| Required actions |
**A.** In the forum thread about Lisp's DISASSEMBLE below, why can't the disassembled code be fed straight into a Microsoft assembler to build a standalone program? Answer in one to three sentences.
**B.** From the forum thread about Lisp's DISASSEMBLE below, copy the passage that begins at "In such an implementation" and ends after "anyone in CL)?".
## start Document passage
But there is the additional compliation of lisp implementations that
don't compile to native code, but rather to an intermediate byte-code
for a virtual machine.
In such an implementation I would expect DISASSEMBLE to show the byte
code and not assembler.
--
Thomas A. Russ, USC/Information Sciences Institute
Thomas A. Russ wrote:
> D Herring <········@at.tentpost.dot.com> writes:
>
>> Francogrex wrote:
>>> I'm trying to understand how disassemble works. Here is a test in 2
>>> implementations:
>> ...
>>> Does this mean that if I take any of the code above and use a
>>> microsoft assembler I would be able to make a standalone program from
>>> this function (or anyone in CL)?
>> Not directly
>> - disassemble doesn't have to respect any external assembler's syntax
>> - it doesn't show the environment (libraries in memory, stack,
>> registers, etc.) required to successfully call the code
>>
>> But the general premise (that you see the raw assembly) should be
>> true.
>
> But there is the additional compilation of lisp implementations that
> don't compile to native code, but rather to an intermediate byte-code
> for a virtual machine.
## end Document passage
## start Source material
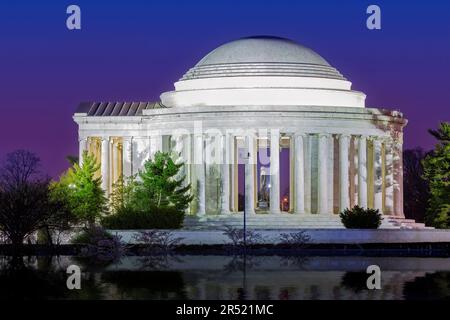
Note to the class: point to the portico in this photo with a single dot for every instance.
(313, 147)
## end Source material
| Solutions to the exercise |
**A.** DISASSEMBLE doesn't have to follow any external assembler's syntax. It also doesn't show the environment needed to call the code successfully, such as the libraries in memory, the stack and the registers.

**B.**
In such an implementation I would expect DISASSEMBLE to show the byte
code and not assembler.
--
Thomas A. Russ, USC/Information Sciences Institute
Thomas A. Russ wrote:
> D Herring <········@at.tentpost.dot.com> writes:
>
>> Francogrex wrote:
>>> I'm trying to understand how disassemble works. Here is a test in 2
>>> implementations:
>> ...
>>> Does this mean that if I take any of the code above and use a
>>> microsoft assembler I would be able to make a standalone program from
>>> this function (or anyone in CL)?